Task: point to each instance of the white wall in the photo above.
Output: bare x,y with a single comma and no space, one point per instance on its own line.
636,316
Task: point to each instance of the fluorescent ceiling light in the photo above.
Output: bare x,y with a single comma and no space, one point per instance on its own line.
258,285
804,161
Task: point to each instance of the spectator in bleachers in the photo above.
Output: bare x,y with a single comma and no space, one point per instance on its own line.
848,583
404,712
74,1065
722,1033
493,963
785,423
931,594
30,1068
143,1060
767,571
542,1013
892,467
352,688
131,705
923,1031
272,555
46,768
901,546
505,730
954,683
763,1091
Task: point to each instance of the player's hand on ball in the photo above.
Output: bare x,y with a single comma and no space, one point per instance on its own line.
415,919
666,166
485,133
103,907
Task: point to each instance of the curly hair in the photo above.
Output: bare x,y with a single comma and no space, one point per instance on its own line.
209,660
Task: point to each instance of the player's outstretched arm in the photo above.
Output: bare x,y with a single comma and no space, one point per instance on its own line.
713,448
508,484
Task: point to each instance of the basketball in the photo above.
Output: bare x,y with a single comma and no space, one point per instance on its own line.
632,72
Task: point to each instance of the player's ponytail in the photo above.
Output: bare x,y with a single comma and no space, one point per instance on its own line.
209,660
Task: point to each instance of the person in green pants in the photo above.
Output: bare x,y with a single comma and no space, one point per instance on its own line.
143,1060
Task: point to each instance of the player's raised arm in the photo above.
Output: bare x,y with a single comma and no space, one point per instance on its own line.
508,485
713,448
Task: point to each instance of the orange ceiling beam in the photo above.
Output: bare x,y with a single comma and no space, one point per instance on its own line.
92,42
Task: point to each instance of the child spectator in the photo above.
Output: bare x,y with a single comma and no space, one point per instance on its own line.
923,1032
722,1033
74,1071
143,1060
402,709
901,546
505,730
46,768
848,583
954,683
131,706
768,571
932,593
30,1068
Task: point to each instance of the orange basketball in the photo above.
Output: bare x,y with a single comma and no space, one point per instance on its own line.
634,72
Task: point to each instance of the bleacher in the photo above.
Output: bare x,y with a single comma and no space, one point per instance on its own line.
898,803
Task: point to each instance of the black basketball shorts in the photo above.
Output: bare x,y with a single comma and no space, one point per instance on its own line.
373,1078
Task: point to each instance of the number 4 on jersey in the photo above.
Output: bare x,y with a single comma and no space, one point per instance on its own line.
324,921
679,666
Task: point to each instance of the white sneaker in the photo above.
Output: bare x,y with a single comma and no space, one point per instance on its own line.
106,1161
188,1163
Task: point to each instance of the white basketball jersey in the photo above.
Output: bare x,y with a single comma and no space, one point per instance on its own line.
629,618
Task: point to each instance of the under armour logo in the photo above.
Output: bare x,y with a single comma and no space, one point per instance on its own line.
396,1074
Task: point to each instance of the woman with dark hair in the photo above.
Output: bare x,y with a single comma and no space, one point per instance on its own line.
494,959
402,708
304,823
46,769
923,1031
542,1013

# [WHAT IS EXPECTED]
Collect each line of the entries that has the word "orange", copying it in full.

# [ANSWER TO THIS EXERCISE]
Task: point to each instance of the orange ceiling beam in the photo above.
Task: point to each instance of the orange basketball in the photo above.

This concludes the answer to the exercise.